> RECORDS FOR THIS TASK

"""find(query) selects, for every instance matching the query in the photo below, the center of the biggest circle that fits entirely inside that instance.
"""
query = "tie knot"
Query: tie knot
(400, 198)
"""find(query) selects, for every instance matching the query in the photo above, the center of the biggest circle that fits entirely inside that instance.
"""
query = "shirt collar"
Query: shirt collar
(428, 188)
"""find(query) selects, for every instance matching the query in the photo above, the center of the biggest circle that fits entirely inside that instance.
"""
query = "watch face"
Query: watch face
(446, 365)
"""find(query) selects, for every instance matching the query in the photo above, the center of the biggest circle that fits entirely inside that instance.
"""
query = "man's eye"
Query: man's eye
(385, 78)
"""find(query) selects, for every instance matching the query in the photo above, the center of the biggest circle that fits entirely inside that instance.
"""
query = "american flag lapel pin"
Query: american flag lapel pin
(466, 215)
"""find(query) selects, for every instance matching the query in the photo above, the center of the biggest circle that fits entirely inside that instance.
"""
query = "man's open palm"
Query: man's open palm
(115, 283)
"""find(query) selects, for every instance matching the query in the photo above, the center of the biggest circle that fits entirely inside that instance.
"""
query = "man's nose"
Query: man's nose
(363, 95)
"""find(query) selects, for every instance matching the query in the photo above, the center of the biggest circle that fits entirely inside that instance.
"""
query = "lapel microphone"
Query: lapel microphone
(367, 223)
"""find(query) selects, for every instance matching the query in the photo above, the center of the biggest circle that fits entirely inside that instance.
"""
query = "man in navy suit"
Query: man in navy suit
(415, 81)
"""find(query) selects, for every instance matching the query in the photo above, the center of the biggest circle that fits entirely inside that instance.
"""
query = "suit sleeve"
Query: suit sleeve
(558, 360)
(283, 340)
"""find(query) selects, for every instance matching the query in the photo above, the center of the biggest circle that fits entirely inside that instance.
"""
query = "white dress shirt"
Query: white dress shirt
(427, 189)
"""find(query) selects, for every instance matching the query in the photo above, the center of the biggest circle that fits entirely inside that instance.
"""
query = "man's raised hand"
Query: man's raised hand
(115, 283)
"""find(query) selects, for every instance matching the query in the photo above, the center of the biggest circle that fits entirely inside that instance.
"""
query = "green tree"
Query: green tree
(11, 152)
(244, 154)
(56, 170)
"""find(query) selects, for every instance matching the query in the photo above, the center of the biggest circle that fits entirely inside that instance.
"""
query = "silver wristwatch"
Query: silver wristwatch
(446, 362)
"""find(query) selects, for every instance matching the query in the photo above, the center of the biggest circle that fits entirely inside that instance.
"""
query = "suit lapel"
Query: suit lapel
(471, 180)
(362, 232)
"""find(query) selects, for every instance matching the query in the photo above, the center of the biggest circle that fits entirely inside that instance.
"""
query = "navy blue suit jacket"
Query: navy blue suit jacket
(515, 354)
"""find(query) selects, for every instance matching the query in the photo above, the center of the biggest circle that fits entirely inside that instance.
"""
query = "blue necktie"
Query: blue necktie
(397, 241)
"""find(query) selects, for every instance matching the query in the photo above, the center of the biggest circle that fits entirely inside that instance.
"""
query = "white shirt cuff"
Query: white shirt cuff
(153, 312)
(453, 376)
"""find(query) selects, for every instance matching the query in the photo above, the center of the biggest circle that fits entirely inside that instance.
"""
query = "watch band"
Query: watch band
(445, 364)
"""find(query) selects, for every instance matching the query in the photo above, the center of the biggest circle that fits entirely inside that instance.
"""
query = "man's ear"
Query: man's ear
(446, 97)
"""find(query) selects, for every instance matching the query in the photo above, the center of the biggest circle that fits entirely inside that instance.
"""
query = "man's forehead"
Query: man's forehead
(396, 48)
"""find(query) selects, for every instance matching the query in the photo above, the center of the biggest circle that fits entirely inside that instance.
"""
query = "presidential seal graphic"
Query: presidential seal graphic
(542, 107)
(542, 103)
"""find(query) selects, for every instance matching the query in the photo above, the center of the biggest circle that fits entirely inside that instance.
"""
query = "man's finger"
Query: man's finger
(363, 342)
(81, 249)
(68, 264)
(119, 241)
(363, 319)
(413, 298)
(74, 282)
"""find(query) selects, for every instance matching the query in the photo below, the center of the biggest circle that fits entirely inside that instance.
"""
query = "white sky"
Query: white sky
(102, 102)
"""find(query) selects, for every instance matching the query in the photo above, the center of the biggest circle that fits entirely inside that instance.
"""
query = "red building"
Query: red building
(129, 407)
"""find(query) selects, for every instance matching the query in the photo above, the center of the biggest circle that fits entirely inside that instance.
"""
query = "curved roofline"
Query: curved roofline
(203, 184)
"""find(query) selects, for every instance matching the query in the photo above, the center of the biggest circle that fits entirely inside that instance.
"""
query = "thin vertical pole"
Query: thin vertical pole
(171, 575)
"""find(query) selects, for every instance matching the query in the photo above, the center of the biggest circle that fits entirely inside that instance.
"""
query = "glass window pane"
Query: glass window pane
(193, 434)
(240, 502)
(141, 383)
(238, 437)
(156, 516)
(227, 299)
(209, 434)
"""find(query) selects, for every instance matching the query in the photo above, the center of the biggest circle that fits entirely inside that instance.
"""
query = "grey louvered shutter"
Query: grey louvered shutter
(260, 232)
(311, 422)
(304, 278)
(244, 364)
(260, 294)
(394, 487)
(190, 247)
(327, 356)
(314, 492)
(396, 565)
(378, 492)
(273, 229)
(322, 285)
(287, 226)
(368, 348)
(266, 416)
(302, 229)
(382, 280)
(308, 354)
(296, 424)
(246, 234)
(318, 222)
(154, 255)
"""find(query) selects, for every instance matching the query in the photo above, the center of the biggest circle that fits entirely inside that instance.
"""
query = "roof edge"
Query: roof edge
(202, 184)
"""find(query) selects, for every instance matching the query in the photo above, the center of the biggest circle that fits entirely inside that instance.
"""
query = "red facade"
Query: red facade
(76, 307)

> WHAT THIS TASK INVOLVES
Using the data above, output each line exactly.

> RESULT
"""find(query) selects, for every instance matching the query in the photo below, the center of the biggest circle that fits entirely inside that instance.
"""
query = "tie knot"
Query: tie knot
(400, 198)
"""find(query) selects, for every instance matching the query in the photo above, the center of the biggest circle that fits entirely inside that instance.
"""
query = "shirt collar"
Query: shirt collar
(428, 188)
"""find(query) selects, for every instance matching the query in the photo above, the center of the biggest circle that fits entirely inside that instance.
"""
query = "watch face"
Query: watch face
(446, 365)
"""find(query) selects, for every instance matching the query in the photo above, the center of the biggest circle that fits entirely inside that instance.
"""
query = "man's eye"
Query: man's eye
(385, 78)
"""find(query) selects, for every instance matching the query in the photo above, the center of the biggest circle that fits entirely inside that instance.
"""
query = "american flag lapel pin"
Query: american flag lapel pin
(466, 215)
"""find(query) selects, for every instance matching the query in the photo above, the center of the biggest circle that fits entirely inside that instance.
"""
query = "man's open palm"
Query: man's open palm
(115, 283)
"""find(query) selects, for every instance matching the query in the photo above, the center of the biggest circle that fits entirely inside that instance.
"""
query = "man's nose"
Query: man's nose
(363, 95)
"""find(query) selects, for every instance matching the query in the photo above, the center of the biggest circle that fits entirely inside that instance.
"""
query = "lapel microphone"
Query: lapel microphone
(367, 223)
"""find(query) selects, for every instance matching the query in the photo above, the center of the biggest circle that fits entirely inside that instance.
"""
query = "man in navy suit"
Query: man in navy suit
(415, 81)
"""find(query) selects, for every instance matching the query in the photo above, the center of the biggest circle that fits entirely inside that instance.
"""
query = "suit sleeve"
Query: suit sleeve
(558, 360)
(283, 340)
"""find(query) selects, for every instance matching the query in the photo above, the center of the biggest circle that fits entirely inside that instance.
"""
query = "white dress shirt"
Query: white dress shirt
(427, 189)
"""find(query) selects, for every instance matching the query in the photo above, the center of the biggest circle that fits entirely inside that instance.
"""
query = "man's raised hand"
Query: man's raised hand
(115, 283)
"""find(query) selects, for every instance matching the query in the photo above, the center of the biggest circle that fits entirely inside that instance.
"""
query = "green tree"
Query: green tree
(11, 152)
(244, 154)
(56, 170)
"""find(query) selects, for every instance matching the query in the photo above, the center of the biggest circle that fits entirely inside that instance.
"""
query = "silver wristwatch"
Query: silver wristwatch
(446, 362)
"""find(query) selects, for every instance matching the query in the photo above, the center of the biggest circle that fits entirely inside that instance.
"""
query = "suit lapel"
Query: suit lapel
(471, 180)
(362, 232)
"""find(query) selects, for every instance matching the query in the photo above, the center of the biggest circle that fits entirely inside that instance.
"""
query = "navy blue suit jacket"
Query: navy blue suit jacket
(515, 354)
"""find(query) selects, for every instance matching the query in the photo above, the center of the biggest circle that fits entirely inside that instance.
"""
query = "blue necktie"
Query: blue necktie
(397, 241)
"""find(query) selects, for every instance matching the query in the photo above, the center of the biggest circle that fits entirely inside that instance.
"""
query = "white shirt cuff"
Query: white shirt cuff
(153, 312)
(453, 376)
"""find(query) selects, for every instance matching the query in the photo above, the center of the biggest circle that fits entirely inside that instance.
"""
query = "watch band"
Query: watch band
(445, 364)
"""find(query) selects, for every instance matching the query in the photo above, the center of the biggest circle that fits entirely inside that instance.
"""
query = "man's ear"
Query: man's ear
(446, 97)
"""find(query) selects, for every instance matching the query in the photo above, the center of the biggest circle that fits entirely inside that instance.
"""
query = "man's forehead"
Query: man's forehead
(396, 48)
"""find(query) selects, for every instance matching the query in the photo above, the center of the biggest circle that fits entirely inside that instance.
"""
query = "presidential seal graphic"
Query: presidential seal graphic
(542, 107)
(542, 103)
"""find(query) selects, for every instance matching the query in the photo above, the center of the biggest circle that fits entirely inside that instance.
"""
query = "man's finger"
Query: man's finger
(363, 342)
(81, 249)
(68, 264)
(119, 241)
(363, 319)
(413, 298)
(74, 282)
"""find(query) selects, for every instance matching the query in the photo below, the center of the biggest circle that fits entirely inside that instance.
"""
query = "white sky"
Query: white sky
(102, 102)
"""find(query) selects, for every instance matching the query in the photo above, the center of the biggest circle that fits entirely inside that instance.
"""
query = "red building"
Query: red building
(129, 407)
"""find(query) selects, for every instance matching the query in the photo above, the center of the biggest circle that fits entirely inside that instance.
"""
query = "curved roofline"
Query: curved roofline
(203, 184)
"""find(query) selects, for every instance matching the query in the photo above, the center of the biggest circle that fits entirely inside that instance.
"""
query = "thin vertical pole"
Query: thin vertical pole
(171, 575)
"""find(query) selects, for every instance matching the query in the photo above, the center of the biggest circle that fits entirely inside that instance.
"""
query = "glass window pane"
Query: glass window pane
(193, 434)
(240, 502)
(141, 383)
(238, 437)
(156, 516)
(227, 299)
(209, 434)
"""find(query) selects, for every instance matching the query in the photo above, the center of the biggest circle that fits entirely inside that instance.
"""
query = "grey louvered shutter"
Query: grey louvered shutter
(260, 232)
(311, 422)
(304, 278)
(244, 364)
(260, 294)
(394, 487)
(190, 247)
(327, 356)
(314, 492)
(396, 565)
(378, 492)
(273, 229)
(322, 285)
(287, 226)
(368, 348)
(266, 416)
(302, 229)
(382, 280)
(308, 354)
(296, 424)
(246, 234)
(318, 222)
(154, 255)
"""find(query) selects, for every instance matching the query in the photo above, the center of the biggest circle that fits entirely inside that instance.
"""
query = "roof edge"
Query: roof edge
(202, 184)
"""find(query) selects, for every instance matching the query in the photo above, the center of the biggest circle that fits entirely inside that instance.
"""
query = "red facade"
Query: red facade
(76, 307)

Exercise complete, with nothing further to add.